Extract the lines of the items below without changing a word, beginning at the line that contains "blue sky, dropping a point on every instance." and stopping after the final line of the items.

*** MATERIAL ***

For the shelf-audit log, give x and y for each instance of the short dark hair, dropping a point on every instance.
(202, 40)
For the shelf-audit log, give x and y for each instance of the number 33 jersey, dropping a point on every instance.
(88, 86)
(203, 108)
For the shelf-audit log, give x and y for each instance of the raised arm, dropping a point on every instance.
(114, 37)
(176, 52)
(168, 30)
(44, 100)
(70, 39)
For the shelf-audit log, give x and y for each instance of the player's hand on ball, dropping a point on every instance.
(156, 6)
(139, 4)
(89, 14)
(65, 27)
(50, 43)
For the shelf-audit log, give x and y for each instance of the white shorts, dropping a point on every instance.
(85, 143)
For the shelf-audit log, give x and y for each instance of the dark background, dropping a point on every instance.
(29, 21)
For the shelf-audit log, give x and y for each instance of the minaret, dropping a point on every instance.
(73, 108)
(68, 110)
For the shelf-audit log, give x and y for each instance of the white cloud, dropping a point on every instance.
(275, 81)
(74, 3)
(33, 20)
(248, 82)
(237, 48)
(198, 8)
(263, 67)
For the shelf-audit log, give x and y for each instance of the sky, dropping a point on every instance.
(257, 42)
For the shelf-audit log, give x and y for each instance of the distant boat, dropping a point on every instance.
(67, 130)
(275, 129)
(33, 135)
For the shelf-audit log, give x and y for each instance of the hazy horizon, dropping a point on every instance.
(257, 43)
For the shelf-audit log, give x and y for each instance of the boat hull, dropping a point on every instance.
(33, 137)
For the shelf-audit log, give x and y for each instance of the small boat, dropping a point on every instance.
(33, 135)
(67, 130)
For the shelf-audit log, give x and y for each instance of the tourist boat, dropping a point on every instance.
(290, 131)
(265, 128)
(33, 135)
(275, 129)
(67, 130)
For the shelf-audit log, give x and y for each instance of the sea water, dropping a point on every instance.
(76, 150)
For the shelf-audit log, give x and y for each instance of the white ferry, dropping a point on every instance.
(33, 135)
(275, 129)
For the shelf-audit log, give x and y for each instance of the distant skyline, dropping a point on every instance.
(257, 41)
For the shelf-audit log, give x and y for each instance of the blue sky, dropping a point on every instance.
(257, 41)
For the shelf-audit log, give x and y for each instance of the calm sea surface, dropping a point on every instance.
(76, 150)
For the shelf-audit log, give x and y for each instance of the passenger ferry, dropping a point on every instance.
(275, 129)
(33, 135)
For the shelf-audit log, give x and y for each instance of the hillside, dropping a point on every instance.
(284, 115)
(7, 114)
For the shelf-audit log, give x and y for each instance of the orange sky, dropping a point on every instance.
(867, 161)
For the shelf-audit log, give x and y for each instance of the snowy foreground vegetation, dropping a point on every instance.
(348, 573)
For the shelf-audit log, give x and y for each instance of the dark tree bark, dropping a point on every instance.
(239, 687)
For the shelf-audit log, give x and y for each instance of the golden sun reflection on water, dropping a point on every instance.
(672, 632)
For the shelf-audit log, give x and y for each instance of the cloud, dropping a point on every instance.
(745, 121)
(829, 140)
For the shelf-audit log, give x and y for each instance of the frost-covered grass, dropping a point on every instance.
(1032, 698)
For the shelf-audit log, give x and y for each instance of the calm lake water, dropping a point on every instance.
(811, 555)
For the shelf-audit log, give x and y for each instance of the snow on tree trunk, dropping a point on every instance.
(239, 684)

***

### RESULT OF THE TASK
For the shelf-audit log, give x and y for each instance of the blue sky, dropping a point on every instance.
(257, 41)
For the shelf-audit log, give x and y for each instance of the calm sea surface, dropping a point on every instance.
(76, 150)
For the shelf-audit log, give x and y for each instance of the passenger ferry, dropping a point on every instance.
(275, 129)
(33, 135)
For the shelf-audit log, give x and y for each instance of the hillside, dropping a point on every instance.
(284, 115)
(7, 114)
For the shelf-audit log, give x and y for each instance of the orange sky, dropping a point on every instance.
(867, 161)
For the shelf-audit log, give x and y for each instance of the snowy foreground vegetation, dropping a point on every instance.
(348, 573)
For the shelf-audit log, give x and y for each instance of the dark tree bark, dropping a point on every instance.
(239, 687)
For the shelf-audit log, give x and y for each instance of the golden sun reflection on water, dropping a point on every instance.
(672, 632)
For the shelf-audit log, give x and y for each instance of the cloud, dropping a point on every instance.
(745, 121)
(829, 140)
For the shelf-audit log, give x and y for each instance of the frost-covered grass, dropping a point on every instance.
(1032, 698)
For the shelf-audit log, give x and y for each instance of the calm lake water, dropping a point on every instance.
(811, 555)
For the shelf-audit log, give x and y for each instance of the snow on tree trunk, dropping a point on every instance.
(239, 684)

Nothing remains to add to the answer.